▼

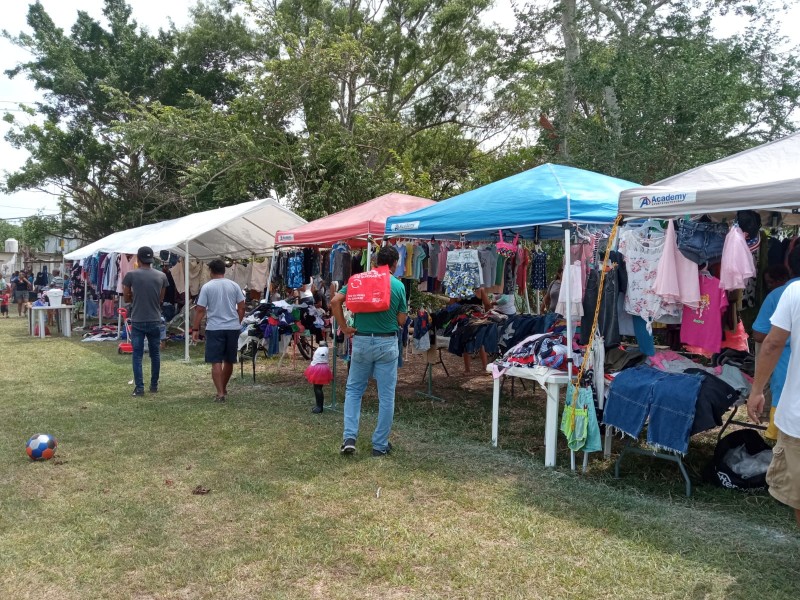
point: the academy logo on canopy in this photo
(666, 199)
(407, 226)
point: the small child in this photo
(318, 373)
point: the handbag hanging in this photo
(507, 249)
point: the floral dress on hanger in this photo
(642, 251)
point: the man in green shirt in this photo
(374, 354)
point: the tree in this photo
(106, 184)
(9, 231)
(351, 105)
(656, 91)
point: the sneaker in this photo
(376, 452)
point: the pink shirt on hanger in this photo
(737, 261)
(442, 261)
(677, 278)
(703, 326)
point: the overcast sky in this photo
(151, 14)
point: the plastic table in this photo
(37, 314)
(551, 381)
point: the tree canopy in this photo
(328, 103)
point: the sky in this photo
(152, 14)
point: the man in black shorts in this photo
(144, 288)
(223, 301)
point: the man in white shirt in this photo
(783, 475)
(223, 300)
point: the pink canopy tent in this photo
(354, 224)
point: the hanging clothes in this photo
(127, 262)
(579, 421)
(702, 327)
(572, 271)
(462, 273)
(523, 266)
(677, 277)
(737, 261)
(539, 270)
(642, 251)
(259, 271)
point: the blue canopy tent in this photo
(546, 197)
(543, 202)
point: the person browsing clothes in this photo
(783, 475)
(374, 354)
(762, 326)
(223, 301)
(144, 289)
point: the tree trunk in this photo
(571, 53)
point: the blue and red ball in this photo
(41, 446)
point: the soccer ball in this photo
(41, 446)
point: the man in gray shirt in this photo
(223, 301)
(144, 288)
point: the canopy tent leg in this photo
(187, 324)
(85, 301)
(268, 292)
(332, 406)
(568, 304)
(119, 318)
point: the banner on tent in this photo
(663, 199)
(406, 226)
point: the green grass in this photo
(113, 516)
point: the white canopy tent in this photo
(240, 231)
(765, 178)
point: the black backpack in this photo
(720, 474)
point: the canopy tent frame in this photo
(363, 222)
(763, 179)
(242, 237)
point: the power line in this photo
(14, 206)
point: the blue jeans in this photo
(670, 400)
(701, 242)
(152, 331)
(371, 357)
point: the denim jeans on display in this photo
(152, 331)
(371, 357)
(670, 400)
(701, 242)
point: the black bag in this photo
(749, 222)
(719, 473)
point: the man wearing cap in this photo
(374, 354)
(144, 288)
(222, 300)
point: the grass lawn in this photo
(446, 516)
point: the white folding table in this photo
(38, 314)
(551, 381)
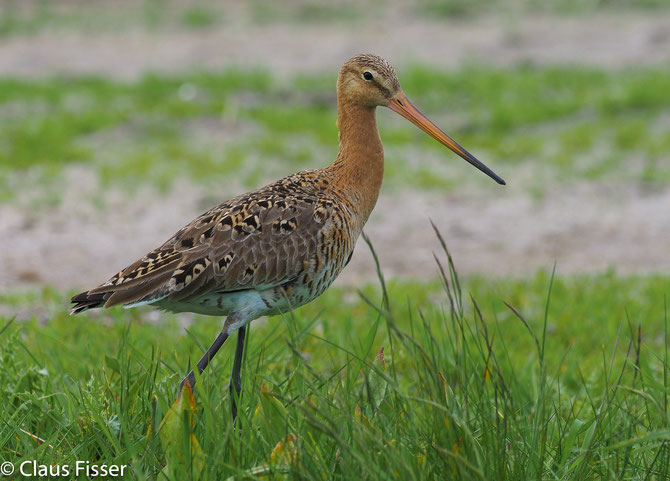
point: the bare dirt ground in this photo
(502, 232)
(496, 232)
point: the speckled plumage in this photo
(280, 246)
(287, 241)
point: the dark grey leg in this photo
(204, 361)
(236, 378)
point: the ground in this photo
(582, 226)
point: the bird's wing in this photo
(255, 241)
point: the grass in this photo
(569, 382)
(562, 123)
(28, 17)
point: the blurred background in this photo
(122, 120)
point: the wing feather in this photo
(258, 240)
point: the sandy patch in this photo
(496, 231)
(605, 40)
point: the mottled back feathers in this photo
(258, 240)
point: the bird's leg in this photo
(235, 385)
(204, 361)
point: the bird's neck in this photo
(359, 166)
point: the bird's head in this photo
(370, 81)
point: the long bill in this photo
(400, 103)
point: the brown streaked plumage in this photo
(280, 246)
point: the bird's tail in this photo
(85, 301)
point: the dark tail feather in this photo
(85, 301)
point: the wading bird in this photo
(281, 246)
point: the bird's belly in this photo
(249, 303)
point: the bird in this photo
(281, 246)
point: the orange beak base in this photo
(400, 104)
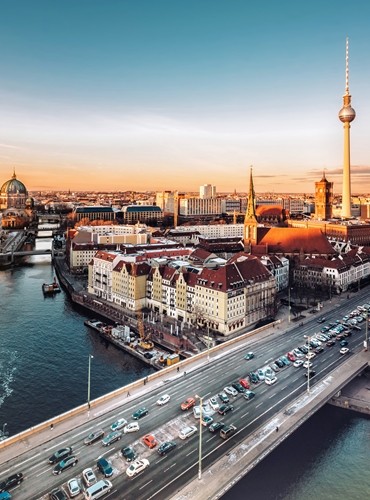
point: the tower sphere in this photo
(347, 114)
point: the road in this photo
(165, 475)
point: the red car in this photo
(244, 382)
(189, 403)
(291, 356)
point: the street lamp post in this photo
(200, 436)
(88, 381)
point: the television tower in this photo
(346, 115)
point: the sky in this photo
(173, 94)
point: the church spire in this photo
(250, 220)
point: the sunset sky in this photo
(172, 94)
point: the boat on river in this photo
(51, 288)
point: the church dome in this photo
(13, 186)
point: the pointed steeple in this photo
(250, 220)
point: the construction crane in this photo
(145, 341)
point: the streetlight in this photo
(308, 363)
(200, 436)
(88, 381)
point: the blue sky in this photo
(172, 94)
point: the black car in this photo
(141, 412)
(216, 426)
(223, 397)
(105, 467)
(238, 387)
(60, 454)
(58, 494)
(166, 447)
(65, 464)
(225, 409)
(129, 453)
(94, 436)
(11, 481)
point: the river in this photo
(44, 351)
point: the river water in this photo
(44, 350)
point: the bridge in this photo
(203, 466)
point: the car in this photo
(150, 441)
(270, 381)
(88, 477)
(94, 436)
(187, 431)
(111, 438)
(187, 404)
(163, 399)
(65, 464)
(137, 466)
(118, 424)
(285, 360)
(73, 487)
(131, 427)
(140, 413)
(216, 426)
(165, 447)
(303, 349)
(291, 356)
(238, 387)
(207, 420)
(56, 494)
(225, 409)
(128, 453)
(249, 394)
(223, 397)
(105, 467)
(213, 403)
(60, 454)
(227, 431)
(231, 391)
(11, 481)
(244, 383)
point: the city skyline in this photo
(120, 96)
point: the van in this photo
(227, 431)
(98, 489)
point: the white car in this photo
(73, 487)
(231, 391)
(310, 355)
(187, 431)
(137, 467)
(118, 424)
(131, 427)
(88, 476)
(163, 399)
(214, 404)
(270, 381)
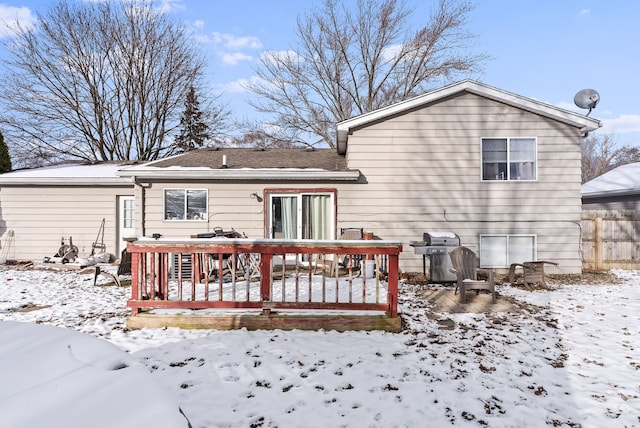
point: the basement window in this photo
(499, 251)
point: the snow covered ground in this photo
(567, 357)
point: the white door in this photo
(126, 221)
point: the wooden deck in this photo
(264, 284)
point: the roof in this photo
(584, 123)
(93, 174)
(623, 180)
(248, 163)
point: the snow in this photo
(103, 170)
(566, 357)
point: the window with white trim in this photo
(510, 159)
(186, 204)
(499, 251)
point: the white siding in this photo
(41, 215)
(422, 171)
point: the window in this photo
(509, 159)
(499, 251)
(185, 204)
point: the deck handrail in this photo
(151, 268)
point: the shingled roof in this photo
(293, 164)
(299, 158)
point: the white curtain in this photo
(289, 217)
(317, 216)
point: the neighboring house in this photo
(39, 207)
(618, 189)
(500, 170)
(611, 219)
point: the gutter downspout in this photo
(140, 219)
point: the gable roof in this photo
(623, 180)
(584, 123)
(248, 163)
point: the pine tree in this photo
(193, 129)
(5, 159)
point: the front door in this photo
(126, 221)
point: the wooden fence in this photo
(610, 239)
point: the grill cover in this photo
(441, 238)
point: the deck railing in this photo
(221, 273)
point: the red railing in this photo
(221, 273)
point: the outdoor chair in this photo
(465, 266)
(532, 272)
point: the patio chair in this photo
(465, 266)
(532, 272)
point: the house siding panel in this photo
(416, 182)
(40, 216)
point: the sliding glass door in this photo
(301, 216)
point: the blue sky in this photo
(544, 49)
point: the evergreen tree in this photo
(5, 159)
(193, 129)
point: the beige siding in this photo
(41, 216)
(422, 171)
(230, 206)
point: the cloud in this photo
(233, 58)
(169, 6)
(12, 18)
(231, 41)
(623, 124)
(239, 86)
(280, 56)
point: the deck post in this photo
(393, 285)
(265, 277)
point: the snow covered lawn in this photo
(566, 357)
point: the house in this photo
(618, 189)
(499, 170)
(611, 219)
(40, 207)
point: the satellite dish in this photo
(587, 99)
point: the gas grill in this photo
(437, 246)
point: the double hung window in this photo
(512, 159)
(185, 204)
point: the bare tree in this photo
(601, 154)
(97, 81)
(349, 62)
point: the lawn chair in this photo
(124, 268)
(465, 266)
(532, 272)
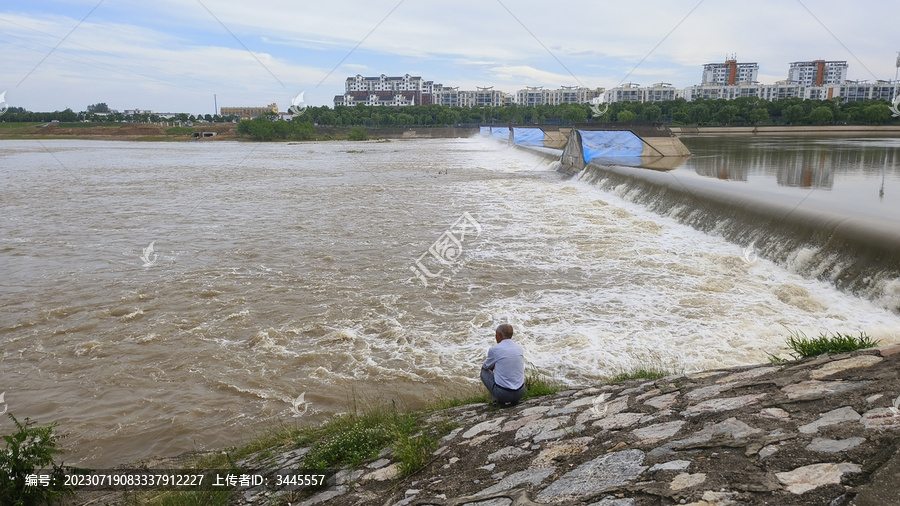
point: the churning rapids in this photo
(162, 298)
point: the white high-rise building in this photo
(730, 72)
(817, 72)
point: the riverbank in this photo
(228, 131)
(203, 132)
(822, 430)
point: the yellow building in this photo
(248, 111)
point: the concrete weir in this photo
(652, 147)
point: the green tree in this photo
(357, 133)
(626, 116)
(699, 114)
(793, 114)
(99, 107)
(821, 115)
(29, 450)
(652, 113)
(877, 114)
(758, 115)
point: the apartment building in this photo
(248, 112)
(817, 72)
(729, 73)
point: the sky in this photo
(192, 55)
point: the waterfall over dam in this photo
(802, 223)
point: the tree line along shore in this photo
(746, 111)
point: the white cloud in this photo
(175, 54)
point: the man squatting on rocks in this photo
(503, 373)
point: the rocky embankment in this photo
(819, 431)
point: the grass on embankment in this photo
(803, 346)
(346, 441)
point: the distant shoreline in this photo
(836, 130)
(228, 131)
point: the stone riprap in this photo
(818, 431)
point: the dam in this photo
(725, 186)
(279, 270)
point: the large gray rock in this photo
(602, 474)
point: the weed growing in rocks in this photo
(803, 346)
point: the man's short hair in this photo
(505, 330)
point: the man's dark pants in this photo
(499, 394)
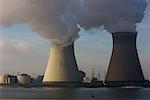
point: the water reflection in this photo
(75, 93)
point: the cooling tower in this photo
(124, 64)
(62, 67)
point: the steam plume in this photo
(51, 18)
(58, 19)
(115, 15)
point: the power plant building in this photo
(62, 67)
(124, 64)
(8, 79)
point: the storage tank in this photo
(23, 79)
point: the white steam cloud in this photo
(57, 20)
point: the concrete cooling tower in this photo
(124, 64)
(62, 68)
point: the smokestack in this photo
(62, 66)
(124, 64)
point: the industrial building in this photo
(8, 79)
(62, 67)
(124, 64)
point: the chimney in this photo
(62, 66)
(124, 64)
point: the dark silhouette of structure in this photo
(124, 64)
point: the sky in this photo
(24, 51)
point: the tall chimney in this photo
(62, 66)
(124, 64)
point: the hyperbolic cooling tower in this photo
(124, 64)
(62, 66)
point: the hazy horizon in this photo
(24, 51)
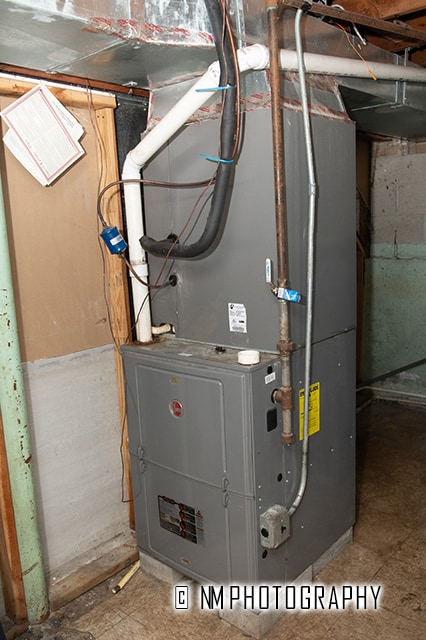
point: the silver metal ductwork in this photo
(156, 44)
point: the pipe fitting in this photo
(284, 397)
(285, 347)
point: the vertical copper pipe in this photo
(285, 345)
(277, 141)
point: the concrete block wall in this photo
(76, 435)
(394, 332)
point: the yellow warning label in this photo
(314, 409)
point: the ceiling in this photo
(150, 49)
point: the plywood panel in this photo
(56, 256)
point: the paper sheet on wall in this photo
(43, 135)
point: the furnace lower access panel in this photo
(207, 461)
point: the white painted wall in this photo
(76, 433)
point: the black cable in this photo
(228, 130)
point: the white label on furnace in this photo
(237, 316)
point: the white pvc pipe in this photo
(254, 57)
(354, 68)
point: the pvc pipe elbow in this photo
(131, 169)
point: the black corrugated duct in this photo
(228, 130)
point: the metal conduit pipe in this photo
(17, 441)
(283, 395)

▲

- _Requirement_
Look for the line that contains "point: the distant shoreline in this photo", then please copy it and the rest of the lines through the end of the data, pictures excluded.

- _Reply_
point: the distant shoreline in this photo
(836, 130)
(228, 131)
point: the stone riprap in this photo
(818, 431)
point: the dam in this photo
(725, 186)
(279, 270)
point: the large gray rock in this photo
(602, 474)
point: the weed growing in rocks in this photo
(803, 346)
point: the man's short hair in this photo
(505, 330)
point: the man's dark pants in this photo
(499, 394)
point: the water reflection in this photo
(75, 93)
point: the cooling tower in this photo
(124, 64)
(62, 67)
point: the steam plume in this photo
(51, 18)
(58, 19)
(115, 15)
point: the power plant building in this photo
(62, 67)
(124, 64)
(8, 79)
point: the storage tank in this photo
(23, 79)
point: the white steam cloud in this photo
(57, 20)
point: the concrete cooling tower in this photo
(124, 64)
(62, 68)
point: the smokestack in this photo
(62, 66)
(124, 64)
point: the industrial building in this photo
(8, 79)
(62, 67)
(124, 64)
point: the chimney in this photo
(62, 66)
(124, 64)
point: the dark silhouette of structure in this photo
(124, 64)
point: the sky in this photo
(24, 51)
point: the tall chimney in this photo
(62, 66)
(124, 64)
point: the hyperbolic cooling tower in this photo
(124, 64)
(62, 66)
point: the hazy horizon in this photo
(24, 51)
point: the silver metal ductwork in this photo
(156, 44)
point: the pipe fitting in this photo
(284, 397)
(285, 347)
point: the vertical copper pipe in this photo
(285, 345)
(277, 141)
point: the concrete block wall in this photo
(76, 435)
(394, 332)
point: the yellow warning label in this photo
(314, 409)
point: the ceiling in this photo
(150, 49)
point: the plywood panel in this photo
(56, 256)
point: the paper sheet on wall in this photo
(43, 135)
point: the furnace lower access panel in this photo
(207, 461)
point: the white painted wall in this photo
(76, 433)
point: the black cable in this photo
(228, 130)
point: the white label on furnace in this photo
(237, 316)
point: the white pvc pipe in this photo
(254, 57)
(354, 68)
point: the pvc pipe elbow in this photo
(131, 169)
point: the black corrugated duct in this photo
(228, 130)
point: the metal conduit pipe in this photo
(17, 441)
(283, 395)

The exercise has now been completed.